Find every row below that contains the word "weathered" and copy each of those rows in full. Uppercase and lowercase letters count as different.

» Stored dataset items:
========================
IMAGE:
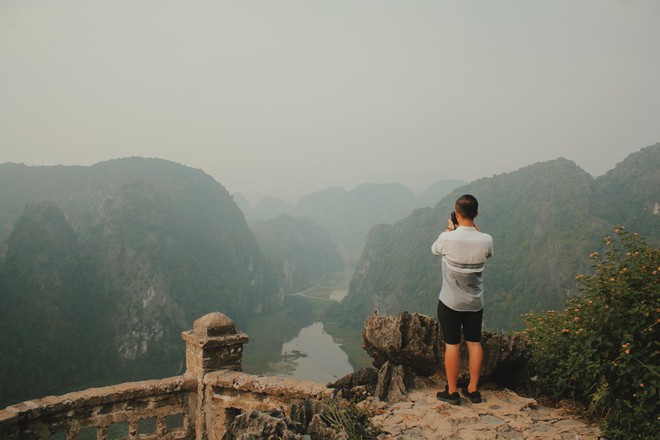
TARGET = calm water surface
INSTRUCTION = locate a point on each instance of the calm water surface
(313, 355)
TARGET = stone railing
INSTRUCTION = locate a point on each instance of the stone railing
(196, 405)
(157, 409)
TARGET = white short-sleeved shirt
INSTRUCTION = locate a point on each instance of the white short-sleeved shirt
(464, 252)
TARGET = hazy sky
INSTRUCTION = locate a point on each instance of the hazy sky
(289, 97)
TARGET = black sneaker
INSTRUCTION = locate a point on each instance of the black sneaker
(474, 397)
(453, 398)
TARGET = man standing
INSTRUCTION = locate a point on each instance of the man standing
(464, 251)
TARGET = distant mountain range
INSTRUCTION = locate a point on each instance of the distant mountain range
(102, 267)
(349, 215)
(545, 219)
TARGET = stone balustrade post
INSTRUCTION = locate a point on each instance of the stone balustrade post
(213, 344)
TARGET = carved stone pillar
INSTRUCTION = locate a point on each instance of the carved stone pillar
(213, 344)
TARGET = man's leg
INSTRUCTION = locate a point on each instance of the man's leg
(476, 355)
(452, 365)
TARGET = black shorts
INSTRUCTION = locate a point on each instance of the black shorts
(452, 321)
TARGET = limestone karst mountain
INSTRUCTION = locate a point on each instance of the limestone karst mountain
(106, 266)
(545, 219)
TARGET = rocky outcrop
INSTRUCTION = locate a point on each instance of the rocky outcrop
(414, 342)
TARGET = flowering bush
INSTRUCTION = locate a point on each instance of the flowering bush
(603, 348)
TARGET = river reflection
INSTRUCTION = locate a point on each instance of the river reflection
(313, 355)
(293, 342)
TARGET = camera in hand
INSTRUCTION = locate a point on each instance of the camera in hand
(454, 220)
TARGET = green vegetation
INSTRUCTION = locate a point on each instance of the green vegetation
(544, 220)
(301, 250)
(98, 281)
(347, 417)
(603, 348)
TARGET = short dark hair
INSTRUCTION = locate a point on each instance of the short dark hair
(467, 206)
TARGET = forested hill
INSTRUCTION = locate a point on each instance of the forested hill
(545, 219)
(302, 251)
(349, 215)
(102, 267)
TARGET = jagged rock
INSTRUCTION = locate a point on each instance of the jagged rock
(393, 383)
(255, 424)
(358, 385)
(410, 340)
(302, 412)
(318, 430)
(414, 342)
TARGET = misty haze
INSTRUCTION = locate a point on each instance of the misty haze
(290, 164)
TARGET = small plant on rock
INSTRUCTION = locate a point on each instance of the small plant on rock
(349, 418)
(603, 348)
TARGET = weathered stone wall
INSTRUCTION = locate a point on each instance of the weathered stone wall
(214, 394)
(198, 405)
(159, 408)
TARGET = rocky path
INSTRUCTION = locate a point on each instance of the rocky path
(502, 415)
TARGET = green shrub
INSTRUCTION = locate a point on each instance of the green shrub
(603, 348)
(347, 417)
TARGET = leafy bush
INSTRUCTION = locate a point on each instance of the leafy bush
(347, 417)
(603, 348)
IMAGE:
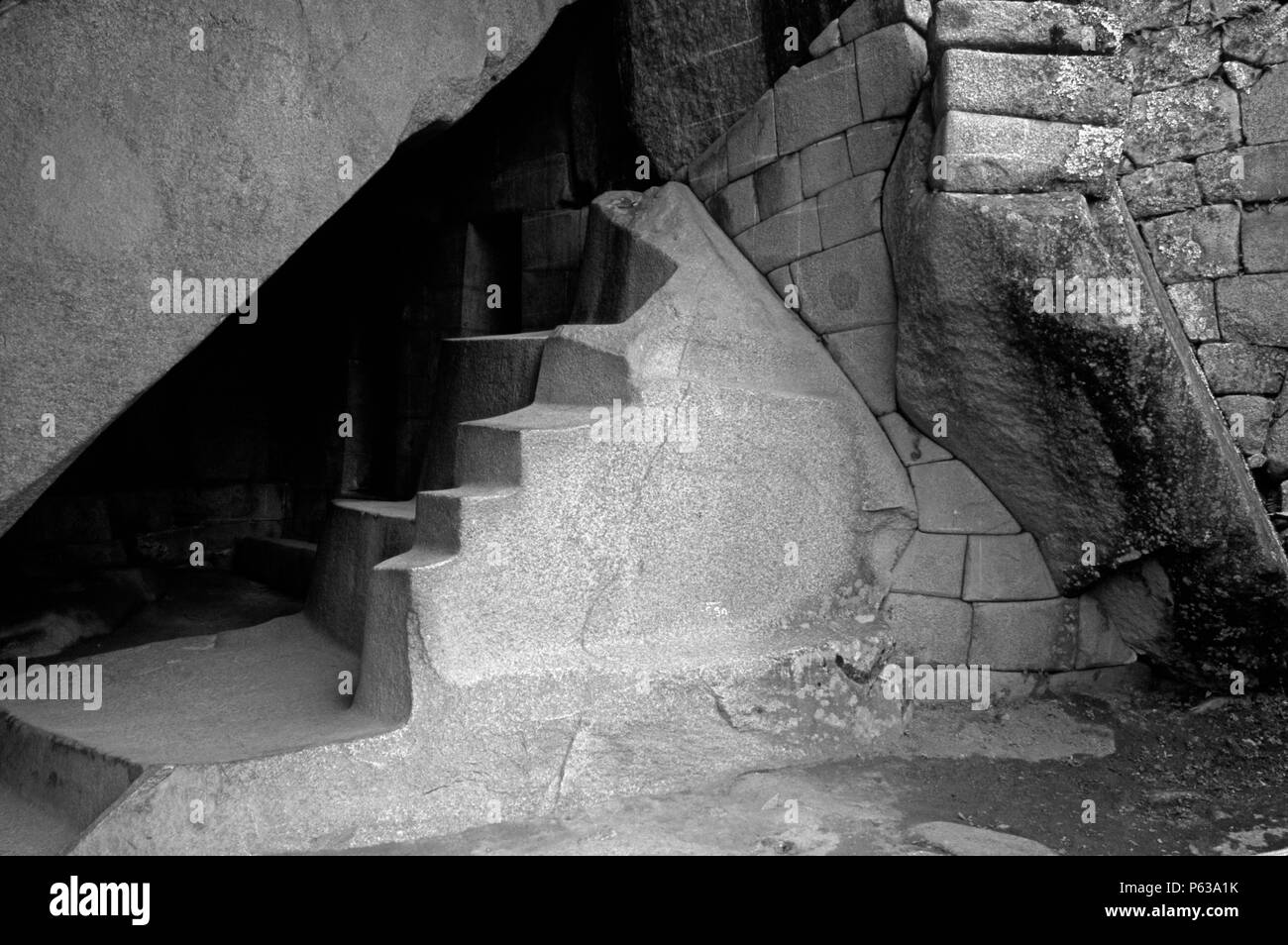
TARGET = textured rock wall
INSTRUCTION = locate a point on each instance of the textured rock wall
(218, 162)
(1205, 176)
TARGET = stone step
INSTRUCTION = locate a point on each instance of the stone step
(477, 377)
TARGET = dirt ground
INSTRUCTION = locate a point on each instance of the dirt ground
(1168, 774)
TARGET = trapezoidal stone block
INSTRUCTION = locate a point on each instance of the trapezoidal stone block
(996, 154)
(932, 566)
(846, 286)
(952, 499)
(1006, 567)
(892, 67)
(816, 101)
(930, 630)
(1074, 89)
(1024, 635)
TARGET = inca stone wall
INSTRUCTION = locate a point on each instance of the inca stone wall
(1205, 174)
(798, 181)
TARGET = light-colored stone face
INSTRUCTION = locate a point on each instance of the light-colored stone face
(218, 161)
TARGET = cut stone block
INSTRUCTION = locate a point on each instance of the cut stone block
========================
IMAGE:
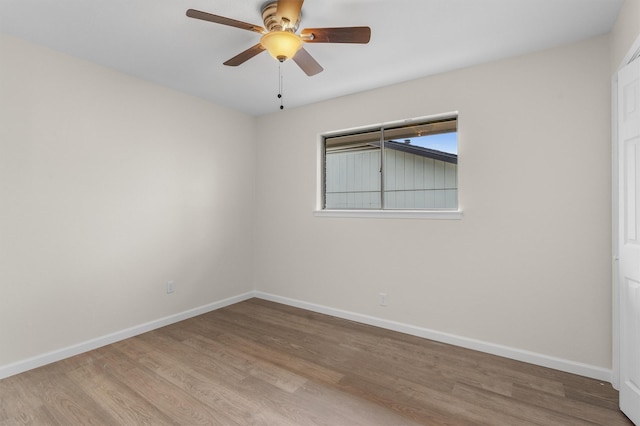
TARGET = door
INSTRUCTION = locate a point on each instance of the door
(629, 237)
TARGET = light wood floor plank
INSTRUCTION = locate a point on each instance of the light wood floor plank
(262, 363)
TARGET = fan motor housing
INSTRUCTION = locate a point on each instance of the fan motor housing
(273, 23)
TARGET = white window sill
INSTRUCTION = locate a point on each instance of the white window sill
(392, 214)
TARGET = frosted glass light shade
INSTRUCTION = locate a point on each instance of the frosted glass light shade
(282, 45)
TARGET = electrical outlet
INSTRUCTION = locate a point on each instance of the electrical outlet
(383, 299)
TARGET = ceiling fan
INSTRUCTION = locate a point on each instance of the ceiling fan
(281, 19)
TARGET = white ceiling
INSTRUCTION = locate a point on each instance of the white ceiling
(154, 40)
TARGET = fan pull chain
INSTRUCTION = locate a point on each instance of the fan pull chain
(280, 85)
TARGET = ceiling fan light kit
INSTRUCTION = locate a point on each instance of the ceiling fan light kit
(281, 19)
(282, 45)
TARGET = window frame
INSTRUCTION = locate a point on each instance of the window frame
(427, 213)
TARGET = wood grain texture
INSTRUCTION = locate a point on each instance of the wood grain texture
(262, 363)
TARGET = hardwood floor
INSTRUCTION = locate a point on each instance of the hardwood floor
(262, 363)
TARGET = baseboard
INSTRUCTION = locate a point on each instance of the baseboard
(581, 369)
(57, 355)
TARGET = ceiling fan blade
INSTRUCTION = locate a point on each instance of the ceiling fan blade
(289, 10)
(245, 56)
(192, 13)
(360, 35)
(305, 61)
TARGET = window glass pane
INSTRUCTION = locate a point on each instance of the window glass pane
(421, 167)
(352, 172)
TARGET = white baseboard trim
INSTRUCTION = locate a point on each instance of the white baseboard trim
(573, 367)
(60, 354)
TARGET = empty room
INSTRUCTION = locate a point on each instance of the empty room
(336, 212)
========================
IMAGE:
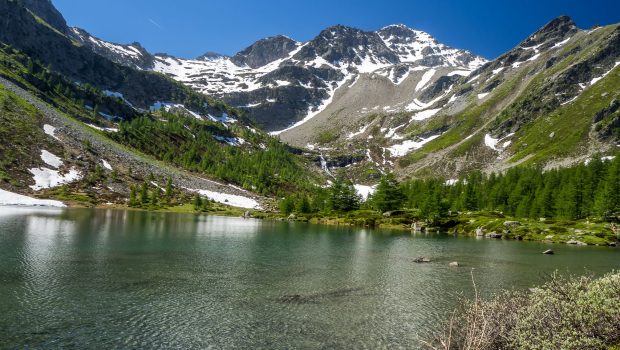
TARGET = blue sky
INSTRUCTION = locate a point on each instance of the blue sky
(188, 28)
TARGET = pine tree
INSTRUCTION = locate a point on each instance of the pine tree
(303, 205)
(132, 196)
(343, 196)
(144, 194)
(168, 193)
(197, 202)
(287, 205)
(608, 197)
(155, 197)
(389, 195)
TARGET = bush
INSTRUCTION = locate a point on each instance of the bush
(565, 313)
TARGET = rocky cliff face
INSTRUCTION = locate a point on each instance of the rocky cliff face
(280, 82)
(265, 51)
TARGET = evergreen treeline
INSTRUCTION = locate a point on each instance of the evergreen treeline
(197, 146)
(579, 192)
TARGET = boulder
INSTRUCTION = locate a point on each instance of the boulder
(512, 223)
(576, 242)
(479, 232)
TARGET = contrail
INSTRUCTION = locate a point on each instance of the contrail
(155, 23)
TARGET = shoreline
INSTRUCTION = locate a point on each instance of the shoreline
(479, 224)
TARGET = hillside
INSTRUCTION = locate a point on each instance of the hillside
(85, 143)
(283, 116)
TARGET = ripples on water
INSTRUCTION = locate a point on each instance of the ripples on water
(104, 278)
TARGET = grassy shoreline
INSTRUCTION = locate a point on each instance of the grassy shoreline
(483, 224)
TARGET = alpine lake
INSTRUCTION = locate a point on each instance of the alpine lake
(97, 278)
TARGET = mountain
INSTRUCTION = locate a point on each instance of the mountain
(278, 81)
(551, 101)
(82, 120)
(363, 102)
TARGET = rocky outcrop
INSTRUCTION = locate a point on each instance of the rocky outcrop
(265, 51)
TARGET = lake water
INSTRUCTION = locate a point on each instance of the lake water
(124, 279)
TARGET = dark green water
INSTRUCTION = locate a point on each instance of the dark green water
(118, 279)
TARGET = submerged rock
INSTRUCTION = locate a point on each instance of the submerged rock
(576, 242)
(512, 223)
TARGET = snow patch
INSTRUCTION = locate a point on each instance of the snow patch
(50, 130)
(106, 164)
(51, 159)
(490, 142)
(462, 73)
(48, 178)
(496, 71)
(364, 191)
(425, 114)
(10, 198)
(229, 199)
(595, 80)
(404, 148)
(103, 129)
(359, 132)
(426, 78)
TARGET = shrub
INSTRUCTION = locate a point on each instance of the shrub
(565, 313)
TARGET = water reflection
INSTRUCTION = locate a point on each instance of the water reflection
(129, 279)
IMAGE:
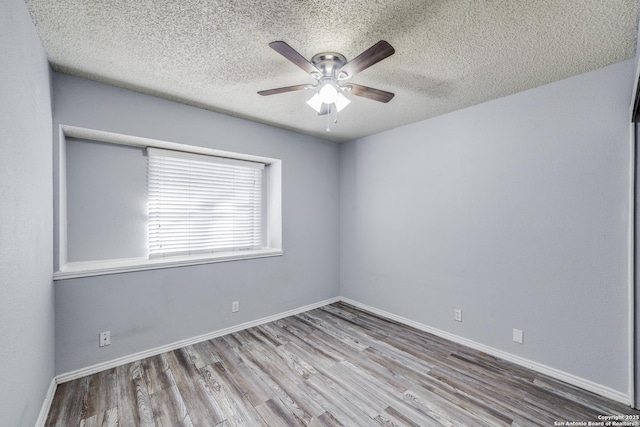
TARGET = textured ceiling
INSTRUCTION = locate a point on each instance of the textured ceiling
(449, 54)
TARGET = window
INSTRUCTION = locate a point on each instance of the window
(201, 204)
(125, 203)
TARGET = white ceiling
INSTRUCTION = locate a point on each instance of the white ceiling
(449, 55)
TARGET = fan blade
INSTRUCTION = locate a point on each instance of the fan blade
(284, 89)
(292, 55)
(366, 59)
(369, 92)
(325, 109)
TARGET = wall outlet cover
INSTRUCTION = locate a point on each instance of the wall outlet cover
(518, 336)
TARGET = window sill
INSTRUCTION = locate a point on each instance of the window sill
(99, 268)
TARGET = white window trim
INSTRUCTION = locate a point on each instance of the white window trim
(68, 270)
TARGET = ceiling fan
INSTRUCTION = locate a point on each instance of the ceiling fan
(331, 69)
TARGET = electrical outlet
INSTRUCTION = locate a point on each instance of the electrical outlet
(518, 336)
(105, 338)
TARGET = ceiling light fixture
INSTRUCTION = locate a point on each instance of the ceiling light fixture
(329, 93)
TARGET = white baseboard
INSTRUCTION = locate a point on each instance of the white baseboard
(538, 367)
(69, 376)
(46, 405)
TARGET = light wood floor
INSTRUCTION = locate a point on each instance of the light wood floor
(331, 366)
========================
» Result of this task:
TARGET = weathered stone wall
INSTRUCTION = locate a point on each instance of the weathered stone wall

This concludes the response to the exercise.